→ Work instruction: What lines of the data below hold the string "white"? Copy each one out.

─── Input data ───

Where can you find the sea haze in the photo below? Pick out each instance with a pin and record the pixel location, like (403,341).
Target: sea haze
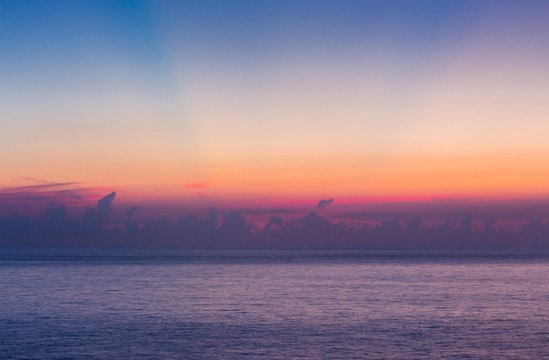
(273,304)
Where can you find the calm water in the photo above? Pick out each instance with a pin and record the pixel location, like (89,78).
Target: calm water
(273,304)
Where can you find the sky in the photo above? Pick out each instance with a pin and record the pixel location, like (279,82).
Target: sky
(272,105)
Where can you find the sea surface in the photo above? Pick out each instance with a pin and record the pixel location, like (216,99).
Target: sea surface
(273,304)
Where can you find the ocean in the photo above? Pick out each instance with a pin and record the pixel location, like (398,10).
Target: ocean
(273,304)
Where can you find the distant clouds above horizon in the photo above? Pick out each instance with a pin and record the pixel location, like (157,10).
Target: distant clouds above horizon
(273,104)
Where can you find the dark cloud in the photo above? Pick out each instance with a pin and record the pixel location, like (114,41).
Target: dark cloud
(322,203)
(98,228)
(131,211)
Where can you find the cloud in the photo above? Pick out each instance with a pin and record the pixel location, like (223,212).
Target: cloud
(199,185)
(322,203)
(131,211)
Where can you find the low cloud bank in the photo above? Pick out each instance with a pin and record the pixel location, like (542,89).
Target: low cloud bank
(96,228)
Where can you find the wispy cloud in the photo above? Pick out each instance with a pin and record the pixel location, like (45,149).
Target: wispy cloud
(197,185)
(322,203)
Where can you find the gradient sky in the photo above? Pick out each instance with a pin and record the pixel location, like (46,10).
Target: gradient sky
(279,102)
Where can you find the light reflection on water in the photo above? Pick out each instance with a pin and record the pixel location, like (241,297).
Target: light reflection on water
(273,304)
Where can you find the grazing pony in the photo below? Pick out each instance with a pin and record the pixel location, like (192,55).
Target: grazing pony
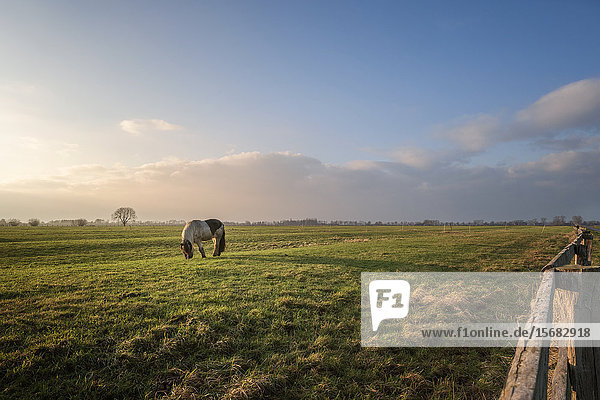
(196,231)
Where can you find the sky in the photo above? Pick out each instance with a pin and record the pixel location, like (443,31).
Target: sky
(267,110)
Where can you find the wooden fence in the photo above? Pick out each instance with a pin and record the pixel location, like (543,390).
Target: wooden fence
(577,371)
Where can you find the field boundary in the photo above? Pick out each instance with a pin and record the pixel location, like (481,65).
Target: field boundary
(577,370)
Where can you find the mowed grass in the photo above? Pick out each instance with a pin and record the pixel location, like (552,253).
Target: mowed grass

───
─── Input data ───

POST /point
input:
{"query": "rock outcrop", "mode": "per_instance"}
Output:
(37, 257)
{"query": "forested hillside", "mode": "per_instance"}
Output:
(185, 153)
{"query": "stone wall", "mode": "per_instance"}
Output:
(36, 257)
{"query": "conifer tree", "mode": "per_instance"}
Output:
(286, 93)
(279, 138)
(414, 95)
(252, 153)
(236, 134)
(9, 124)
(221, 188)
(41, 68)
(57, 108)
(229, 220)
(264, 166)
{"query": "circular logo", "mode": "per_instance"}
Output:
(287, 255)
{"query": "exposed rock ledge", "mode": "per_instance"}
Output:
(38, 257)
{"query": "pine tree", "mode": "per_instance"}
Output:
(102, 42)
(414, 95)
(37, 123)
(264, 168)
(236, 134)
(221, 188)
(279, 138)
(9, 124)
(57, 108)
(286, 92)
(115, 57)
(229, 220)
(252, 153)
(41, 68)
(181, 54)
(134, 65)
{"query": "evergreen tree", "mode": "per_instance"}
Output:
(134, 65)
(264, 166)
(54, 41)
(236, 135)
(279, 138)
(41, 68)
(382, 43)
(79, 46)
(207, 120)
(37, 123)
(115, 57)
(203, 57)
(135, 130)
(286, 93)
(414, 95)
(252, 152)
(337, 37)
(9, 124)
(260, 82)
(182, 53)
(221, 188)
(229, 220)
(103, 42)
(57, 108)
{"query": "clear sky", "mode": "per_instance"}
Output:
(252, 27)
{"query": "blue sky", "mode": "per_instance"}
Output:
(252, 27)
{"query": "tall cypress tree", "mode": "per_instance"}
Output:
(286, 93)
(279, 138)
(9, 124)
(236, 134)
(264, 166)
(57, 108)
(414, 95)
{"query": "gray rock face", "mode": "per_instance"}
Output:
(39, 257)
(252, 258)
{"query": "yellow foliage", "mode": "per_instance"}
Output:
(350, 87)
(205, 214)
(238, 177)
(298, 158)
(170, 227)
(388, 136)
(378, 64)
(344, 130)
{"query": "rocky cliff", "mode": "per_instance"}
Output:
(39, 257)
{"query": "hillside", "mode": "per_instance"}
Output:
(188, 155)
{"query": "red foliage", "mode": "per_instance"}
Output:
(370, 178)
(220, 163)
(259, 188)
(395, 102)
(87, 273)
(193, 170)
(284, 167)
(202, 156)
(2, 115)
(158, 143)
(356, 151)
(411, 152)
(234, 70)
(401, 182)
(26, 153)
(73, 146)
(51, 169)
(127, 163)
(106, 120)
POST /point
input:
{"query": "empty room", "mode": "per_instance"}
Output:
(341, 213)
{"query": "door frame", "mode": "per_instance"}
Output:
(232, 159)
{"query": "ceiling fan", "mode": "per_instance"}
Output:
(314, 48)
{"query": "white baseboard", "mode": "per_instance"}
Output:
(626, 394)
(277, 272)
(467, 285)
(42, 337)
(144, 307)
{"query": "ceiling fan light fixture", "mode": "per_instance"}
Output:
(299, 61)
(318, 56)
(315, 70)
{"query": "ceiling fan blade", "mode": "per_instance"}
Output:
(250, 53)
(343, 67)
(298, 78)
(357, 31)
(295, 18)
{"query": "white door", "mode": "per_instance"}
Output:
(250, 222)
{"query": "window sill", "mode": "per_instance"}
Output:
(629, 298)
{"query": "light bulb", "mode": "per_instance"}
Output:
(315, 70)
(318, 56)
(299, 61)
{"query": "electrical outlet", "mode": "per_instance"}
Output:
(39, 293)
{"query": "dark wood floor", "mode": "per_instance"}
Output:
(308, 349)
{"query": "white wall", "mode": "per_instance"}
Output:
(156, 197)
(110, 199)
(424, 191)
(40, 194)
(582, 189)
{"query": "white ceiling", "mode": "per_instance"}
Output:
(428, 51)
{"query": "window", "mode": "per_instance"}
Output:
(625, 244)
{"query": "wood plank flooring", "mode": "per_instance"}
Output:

───
─── Input data ───

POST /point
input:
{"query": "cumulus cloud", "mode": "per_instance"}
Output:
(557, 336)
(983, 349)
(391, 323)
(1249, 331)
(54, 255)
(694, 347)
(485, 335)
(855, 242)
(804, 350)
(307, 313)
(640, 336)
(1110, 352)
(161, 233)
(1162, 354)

───

→ Exercise response:
{"query": "white baseboard", "mode": "per_instance"}
{"query": "white door", "mode": "per_instance"}
{"query": "white wall", "mode": "per_instance"}
{"query": "white ceiling", "mode": "per_instance"}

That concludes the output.